START Records provided
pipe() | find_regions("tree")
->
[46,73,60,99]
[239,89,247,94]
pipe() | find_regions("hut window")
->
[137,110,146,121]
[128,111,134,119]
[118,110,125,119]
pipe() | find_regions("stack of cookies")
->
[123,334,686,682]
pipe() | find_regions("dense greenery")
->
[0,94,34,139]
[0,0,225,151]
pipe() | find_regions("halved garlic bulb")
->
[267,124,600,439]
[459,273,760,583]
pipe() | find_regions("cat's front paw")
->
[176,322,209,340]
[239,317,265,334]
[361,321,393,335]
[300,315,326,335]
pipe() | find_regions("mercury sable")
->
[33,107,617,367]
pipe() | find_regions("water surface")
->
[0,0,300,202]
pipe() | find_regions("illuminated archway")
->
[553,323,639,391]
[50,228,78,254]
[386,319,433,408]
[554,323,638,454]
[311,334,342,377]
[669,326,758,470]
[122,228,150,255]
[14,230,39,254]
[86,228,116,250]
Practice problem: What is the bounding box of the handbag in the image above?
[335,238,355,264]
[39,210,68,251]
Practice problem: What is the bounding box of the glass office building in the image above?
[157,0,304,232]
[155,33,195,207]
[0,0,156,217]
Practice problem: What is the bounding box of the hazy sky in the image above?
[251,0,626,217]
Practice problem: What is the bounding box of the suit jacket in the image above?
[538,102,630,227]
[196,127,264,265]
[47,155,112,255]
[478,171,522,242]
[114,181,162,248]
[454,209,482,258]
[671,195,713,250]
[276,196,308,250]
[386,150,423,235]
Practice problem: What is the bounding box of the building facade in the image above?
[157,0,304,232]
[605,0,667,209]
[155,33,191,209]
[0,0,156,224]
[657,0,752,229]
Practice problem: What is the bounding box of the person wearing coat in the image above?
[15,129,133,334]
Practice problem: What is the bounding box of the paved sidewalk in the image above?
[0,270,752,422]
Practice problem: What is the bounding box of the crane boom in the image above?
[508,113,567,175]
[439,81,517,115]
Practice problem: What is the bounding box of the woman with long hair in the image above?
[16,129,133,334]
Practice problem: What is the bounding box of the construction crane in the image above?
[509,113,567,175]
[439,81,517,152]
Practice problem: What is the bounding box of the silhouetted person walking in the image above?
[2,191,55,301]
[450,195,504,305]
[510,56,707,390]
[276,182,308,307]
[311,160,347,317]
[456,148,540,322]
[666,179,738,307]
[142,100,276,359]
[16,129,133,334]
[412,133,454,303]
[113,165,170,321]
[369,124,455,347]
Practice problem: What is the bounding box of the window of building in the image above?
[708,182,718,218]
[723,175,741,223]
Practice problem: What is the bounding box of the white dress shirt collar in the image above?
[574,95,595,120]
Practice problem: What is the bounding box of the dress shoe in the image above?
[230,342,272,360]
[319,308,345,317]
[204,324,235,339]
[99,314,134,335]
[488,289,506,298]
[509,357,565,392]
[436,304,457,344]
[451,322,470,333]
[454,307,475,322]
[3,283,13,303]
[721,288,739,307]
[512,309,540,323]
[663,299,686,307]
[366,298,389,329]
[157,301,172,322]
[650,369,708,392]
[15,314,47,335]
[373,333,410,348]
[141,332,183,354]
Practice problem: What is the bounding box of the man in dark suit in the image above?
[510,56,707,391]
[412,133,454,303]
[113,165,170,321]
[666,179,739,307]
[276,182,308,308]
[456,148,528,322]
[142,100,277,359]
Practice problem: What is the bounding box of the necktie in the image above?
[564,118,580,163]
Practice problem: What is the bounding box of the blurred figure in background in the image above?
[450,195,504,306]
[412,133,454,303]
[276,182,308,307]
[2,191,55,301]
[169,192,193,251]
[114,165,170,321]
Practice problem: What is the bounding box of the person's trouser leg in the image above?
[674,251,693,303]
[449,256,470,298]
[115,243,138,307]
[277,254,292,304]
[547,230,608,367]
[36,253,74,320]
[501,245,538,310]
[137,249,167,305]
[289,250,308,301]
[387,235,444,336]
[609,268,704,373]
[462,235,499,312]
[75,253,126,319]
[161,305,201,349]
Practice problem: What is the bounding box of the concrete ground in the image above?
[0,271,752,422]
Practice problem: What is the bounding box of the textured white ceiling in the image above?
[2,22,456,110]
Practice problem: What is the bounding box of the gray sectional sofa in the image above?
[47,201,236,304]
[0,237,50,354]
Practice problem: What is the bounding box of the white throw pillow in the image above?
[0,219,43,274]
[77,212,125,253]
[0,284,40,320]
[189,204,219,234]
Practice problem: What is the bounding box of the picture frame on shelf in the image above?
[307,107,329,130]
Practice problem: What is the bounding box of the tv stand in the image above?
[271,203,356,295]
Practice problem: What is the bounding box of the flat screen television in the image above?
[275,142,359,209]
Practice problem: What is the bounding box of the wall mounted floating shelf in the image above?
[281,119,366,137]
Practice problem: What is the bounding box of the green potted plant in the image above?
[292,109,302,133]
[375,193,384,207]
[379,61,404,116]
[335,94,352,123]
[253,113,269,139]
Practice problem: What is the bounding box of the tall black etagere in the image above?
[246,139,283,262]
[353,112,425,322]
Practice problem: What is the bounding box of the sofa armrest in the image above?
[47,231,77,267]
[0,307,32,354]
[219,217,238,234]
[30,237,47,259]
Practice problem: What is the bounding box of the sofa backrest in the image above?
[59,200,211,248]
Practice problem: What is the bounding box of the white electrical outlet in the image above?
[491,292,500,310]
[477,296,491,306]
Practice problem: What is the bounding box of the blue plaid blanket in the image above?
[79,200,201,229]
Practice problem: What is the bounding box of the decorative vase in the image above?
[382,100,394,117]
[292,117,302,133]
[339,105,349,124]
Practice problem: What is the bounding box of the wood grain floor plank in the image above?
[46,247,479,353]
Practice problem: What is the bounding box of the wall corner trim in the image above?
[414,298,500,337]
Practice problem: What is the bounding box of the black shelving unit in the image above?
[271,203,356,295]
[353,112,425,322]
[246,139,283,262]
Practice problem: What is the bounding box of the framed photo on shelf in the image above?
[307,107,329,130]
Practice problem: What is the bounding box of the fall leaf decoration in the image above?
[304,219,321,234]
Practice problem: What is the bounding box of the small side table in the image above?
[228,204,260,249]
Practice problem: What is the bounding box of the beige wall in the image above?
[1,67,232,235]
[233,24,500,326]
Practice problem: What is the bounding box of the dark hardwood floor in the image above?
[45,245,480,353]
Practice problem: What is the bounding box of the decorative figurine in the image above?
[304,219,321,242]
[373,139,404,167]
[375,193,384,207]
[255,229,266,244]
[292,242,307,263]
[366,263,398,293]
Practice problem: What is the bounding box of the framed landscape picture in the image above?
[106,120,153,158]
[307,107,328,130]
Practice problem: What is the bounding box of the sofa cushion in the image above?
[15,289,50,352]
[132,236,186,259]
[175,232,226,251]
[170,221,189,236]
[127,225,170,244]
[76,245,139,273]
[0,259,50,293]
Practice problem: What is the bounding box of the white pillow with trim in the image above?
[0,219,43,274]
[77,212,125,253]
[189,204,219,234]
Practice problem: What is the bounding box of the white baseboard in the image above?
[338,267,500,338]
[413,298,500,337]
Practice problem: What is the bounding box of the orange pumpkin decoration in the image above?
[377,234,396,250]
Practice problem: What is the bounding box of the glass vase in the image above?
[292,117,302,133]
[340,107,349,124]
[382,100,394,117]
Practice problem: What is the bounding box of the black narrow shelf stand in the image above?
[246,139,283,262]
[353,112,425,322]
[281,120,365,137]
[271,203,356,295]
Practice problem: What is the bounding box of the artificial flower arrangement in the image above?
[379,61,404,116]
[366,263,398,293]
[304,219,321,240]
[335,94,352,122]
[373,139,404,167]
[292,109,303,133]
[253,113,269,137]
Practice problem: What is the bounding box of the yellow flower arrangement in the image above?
END Records provided
(What is being asked) Reproduce all of the material above, swapping every occurrence of "Practice problem" for "Exercise" and leaving everything else the same.

(Problem solution)
pipe() | find_regions("tree")
->
[46,73,60,99]
[239,89,247,94]
pipe() | find_regions("hut window")
->
[137,110,146,121]
[128,111,134,119]
[118,110,125,119]
pipe() | find_regions("stack of cookies")
->
[123,334,686,682]
pipe() | find_regions("dense greenery")
->
[0,94,34,139]
[0,0,225,151]
pipe() | find_regions("halved garlic bulb")
->
[267,124,600,439]
[459,273,760,583]
pipe() | find_regions("cat's front paw")
->
[176,322,209,340]
[239,317,265,334]
[361,321,393,335]
[300,315,326,335]
pipe() | find_regions("mercury sable")
->
[33,107,617,367]
pipe() | find_regions("water surface")
->
[0,0,300,202]
pipe() | find_regions("illuminated archway")
->
[553,323,639,391]
[50,228,78,254]
[386,319,433,408]
[554,323,638,454]
[311,334,342,377]
[669,326,758,470]
[122,228,150,255]
[14,230,39,254]
[86,228,116,250]
Exercise: What is the bounding box of the handbag in the image above?
[335,238,355,264]
[39,210,68,251]
Exercise: What is the bounding box of the glass office building in the image above?
[157,0,304,232]
[155,33,195,207]
[0,0,156,217]
Exercise: What is the bounding box of the hazy sky in the image above?
[251,0,626,217]
Exercise: What is the bounding box of the suit jacket in the image above?
[538,102,630,227]
[196,127,264,265]
[47,155,112,255]
[478,171,522,242]
[114,181,162,248]
[454,209,482,258]
[671,195,713,250]
[276,196,308,250]
[386,150,423,235]
Exercise: What is the bounding box of the building facade in the image above?
[157,0,304,232]
[605,0,667,209]
[155,33,191,209]
[0,0,156,224]
[657,0,752,229]
Exercise: What is the bounding box of the person wearing coat in the image above?
[15,129,133,334]
Exercise: What is the bounding box of the paved sidewalk in the image above?
[0,270,752,422]
Exercise: What is the bounding box of the crane boom in the image above?
[508,113,567,175]
[439,81,517,115]
Exercise: What is the bounding box of the woman with long hair in the image above?
[16,129,133,334]
Exercise: What is the bounding box of the construction crane in the image above?
[509,113,567,175]
[439,81,517,152]
Exercise: What is the bounding box of the silhouetted person walking in the image above?
[2,191,55,301]
[450,195,504,305]
[510,56,707,390]
[276,182,308,307]
[311,160,347,317]
[456,148,540,322]
[666,179,738,307]
[142,100,276,359]
[16,129,133,334]
[412,133,454,303]
[113,165,170,321]
[369,124,455,347]
Exercise: What is the bounding box of the window of building in the image above?
[708,182,718,218]
[723,175,741,223]
Exercise: What is the bounding box of the white dress shirt collar in the image above?
[574,95,595,120]
Exercise: What is the bounding box of the dress shoe in the image above?
[230,342,272,360]
[319,308,345,317]
[204,324,235,339]
[99,314,134,335]
[488,289,506,298]
[509,357,565,392]
[436,304,457,344]
[451,322,470,333]
[454,307,475,322]
[3,283,13,303]
[721,288,739,307]
[512,309,540,323]
[663,299,686,307]
[366,298,389,329]
[157,301,172,322]
[650,369,708,392]
[15,314,47,335]
[373,333,410,348]
[141,332,183,354]
Exercise: What is the bounding box of the man in dark suit in the image above?
[510,56,707,391]
[412,133,454,303]
[113,165,170,321]
[666,179,739,307]
[276,182,308,308]
[456,148,528,322]
[142,100,277,359]
Exercise: What is the bounding box of the necktie in the image above?
[564,118,580,163]
Exercise: What is the bounding box of the blurred figure in background in the image above?
[450,195,504,306]
[412,133,454,303]
[276,182,308,307]
[2,191,55,301]
[169,192,193,251]
[114,165,170,321]
Exercise: What is the bounding box of the person's trouser leg in the image above?
[674,251,693,303]
[449,256,470,298]
[115,243,138,307]
[277,254,292,304]
[547,230,608,367]
[36,253,74,320]
[501,245,538,310]
[137,249,167,305]
[289,250,308,301]
[387,235,444,336]
[609,268,704,373]
[462,235,499,312]
[75,253,126,319]
[161,305,201,349]
Exercise: What is the bounding box of the concrete ground in the image above?
[0,271,752,422]
Exercise: What is the bounding box of the textured white ceiling in the image above?
[2,22,456,110]
Exercise: What is the bounding box of the gray sectional sofa in the image above?
[47,201,236,304]
[0,237,50,354]
Exercise: What is the bounding box of the white throw pillow in the image above?
[0,219,43,274]
[77,212,125,253]
[0,284,40,320]
[189,204,219,234]
Exercise: What is the bounding box of the picture frame on shelf in the image above?
[307,107,329,130]
Exercise: What is the bounding box of the tv stand in the image above?
[271,203,356,295]
Exercise: What is the bounding box of the flat screen television in the image above?
[275,142,359,209]
Exercise: What is the bounding box of the wall mounted floating shelf in the image above?
[281,119,366,137]
Exercise: What is the bounding box of the green potted plant in the image above?
[292,109,302,133]
[375,193,384,207]
[379,61,404,116]
[335,94,352,123]
[253,113,269,139]
Exercise: What is the bounding box of the tall black etagere in the image above?
[246,139,283,262]
[353,112,425,322]
Exercise: What is the bounding box of the sofa armrest in the image above?
[47,231,77,267]
[0,307,32,354]
[219,217,238,234]
[30,237,47,259]
Exercise: What is the bounding box of the sofa backrest in the image above?
[59,200,211,248]
Exercise: What is the bounding box of the white electrical outlet in the image above?
[491,292,500,310]
[477,296,491,306]
Exercise: What is the bounding box of the blue plaid blanket in the image above?
[79,200,201,229]
Exercise: What is the bounding box of the decorative vase in the image above?
[382,100,394,117]
[292,117,302,133]
[339,105,349,124]
Exercise: What is the bounding box of the wood grain floor plank in the image above?
[46,247,479,353]
Exercise: What is the bounding box of the wall corner trim in the image above?
[414,298,500,337]
Exercise: What is the bounding box of the black shelving unit in the image above?
[271,203,356,295]
[353,112,425,322]
[246,139,283,262]
Exercise: What is the bounding box of the framed photo on shelf in the image above?
[307,107,329,130]
Exercise: What is the bounding box of the fall leaf decoration in the image above?
[304,219,321,234]
Exercise: What is the bounding box of the small side table in the image above?
[228,204,260,249]
Exercise: What is the bounding box of the beige wall in the image above?
[1,67,232,235]
[233,24,500,326]
Exercise: What is the bounding box of the dark hardwood floor in the image above?
[45,245,480,353]
Exercise: What is the bounding box of the decorative figurine in the image above?
[304,219,321,242]
[373,139,404,167]
[375,193,384,207]
[255,229,266,244]
[292,242,307,263]
[366,263,398,293]
Exercise: What is the bounding box of the framed landscape picture in the image above?
[106,120,153,158]
[307,107,328,130]
Exercise: What is the bounding box of the sofa cushion in the image above?
[15,289,50,352]
[132,236,186,259]
[175,232,226,251]
[170,221,189,236]
[127,225,170,244]
[76,245,139,273]
[0,259,50,293]
Exercise: What is the bounding box of the white pillow with trim in the image above?
[0,219,43,274]
[77,212,125,253]
[189,204,219,234]
Exercise: What is the bounding box of the white baseboard in the image above?
[338,267,500,338]
[413,298,500,337]
Exercise: What is the bounding box of the orange pumpkin decoration in the image above?
[377,234,396,250]
Exercise: What is the bounding box of the glass vase in the image above?
[292,117,302,133]
[340,107,349,124]
[382,100,394,117]
Exercise: What is the bounding box of the black narrow shelf stand in the image above?
[246,139,283,262]
[353,112,425,322]
[281,120,365,137]
[271,203,356,295]
Exercise: What is the bounding box of the artificial flower arrangement in the image above?
[379,61,404,116]
[366,263,398,293]
[304,219,321,240]
[335,94,352,122]
[373,139,404,167]
[292,109,303,133]
[253,113,269,137]
Exercise: What is the bounding box of the yellow flower arrangement in the image above?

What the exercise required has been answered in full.